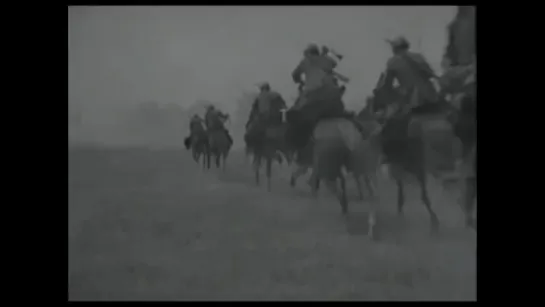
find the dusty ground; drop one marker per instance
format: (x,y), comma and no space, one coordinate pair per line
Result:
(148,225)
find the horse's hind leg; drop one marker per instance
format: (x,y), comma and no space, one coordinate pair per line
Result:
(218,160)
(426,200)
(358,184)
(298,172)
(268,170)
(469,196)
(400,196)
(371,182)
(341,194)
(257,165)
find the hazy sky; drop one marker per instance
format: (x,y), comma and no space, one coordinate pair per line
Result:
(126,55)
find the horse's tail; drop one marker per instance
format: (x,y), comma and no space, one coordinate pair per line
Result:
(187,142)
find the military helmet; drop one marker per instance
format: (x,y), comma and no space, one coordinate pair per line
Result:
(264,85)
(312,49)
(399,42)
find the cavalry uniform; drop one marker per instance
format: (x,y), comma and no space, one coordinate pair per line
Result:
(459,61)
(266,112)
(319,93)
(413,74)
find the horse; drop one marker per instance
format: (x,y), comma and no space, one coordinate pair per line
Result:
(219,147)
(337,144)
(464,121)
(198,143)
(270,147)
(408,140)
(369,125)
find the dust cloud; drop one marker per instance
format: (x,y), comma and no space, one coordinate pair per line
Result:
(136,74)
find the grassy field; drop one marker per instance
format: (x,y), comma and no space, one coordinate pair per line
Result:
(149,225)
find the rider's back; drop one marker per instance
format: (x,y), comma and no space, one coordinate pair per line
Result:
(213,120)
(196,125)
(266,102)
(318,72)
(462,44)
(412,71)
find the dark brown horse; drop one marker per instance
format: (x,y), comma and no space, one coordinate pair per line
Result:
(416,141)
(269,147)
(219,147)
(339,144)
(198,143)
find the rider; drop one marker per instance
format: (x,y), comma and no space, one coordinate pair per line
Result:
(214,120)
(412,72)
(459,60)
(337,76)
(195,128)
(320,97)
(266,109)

EXERCISE REQUIREMENTS. Copy all the rows above character for character, leaving out the picture.

RESULT.
find the dusty ground; drop one marker per instance
format: (x,y), comma and no space, one coordinate pair per line
Result:
(148,225)
find the horse's hind leg; drop one marker per instance
format: (x,y), comma and no space, one coordinate pair per line
Result:
(218,160)
(426,200)
(358,184)
(298,172)
(268,170)
(469,196)
(400,196)
(371,182)
(341,194)
(257,165)
find the hazy sky; drop one marker per instance
format: (x,y), comma and no space, one coordinate pair per line
Result:
(126,55)
find the horse's tail; drop one marker per instance
format: (x,y), comma and no space, one coordinate pair per line
Result:
(187,142)
find the military helmet; drop one marker per instance
format: (x,y), comma and no space, one coordinate pair per line
Result:
(264,85)
(312,49)
(399,42)
find the cavalry uniform; drop one marker per instance
format: (x,y), comma and no space, one coordinate pair per line
Result:
(459,61)
(266,112)
(319,93)
(413,74)
find the horse; drop one marker per instance
format: (x,y), comma and no space, one coordinate pair per line
Result:
(219,147)
(337,144)
(464,121)
(198,143)
(270,147)
(408,140)
(369,125)
find the dust cloud; drop one marker per instance
format: (x,y), comma and no space, one coordinate pair per line
Result:
(136,74)
find the grassy field; drop one marker per instance
format: (x,y), comma and no space, one coordinate pair per line
Result:
(149,225)
find the rider's back; drop one marker per instance
format: (x,y), comma and no space, one coordinate pair per line
Result:
(213,120)
(196,125)
(266,102)
(318,72)
(462,44)
(412,71)
find the dark brown horse; drop one marker per instance
format: (x,y), comma and no space, one coordinate pair per line
Result:
(416,141)
(269,147)
(219,147)
(339,144)
(198,143)
find the rider; drop one marker per instance
format: (x,y), comma and no space, one coordinate pair per line
Result:
(214,120)
(412,72)
(459,60)
(337,76)
(195,128)
(320,97)
(266,109)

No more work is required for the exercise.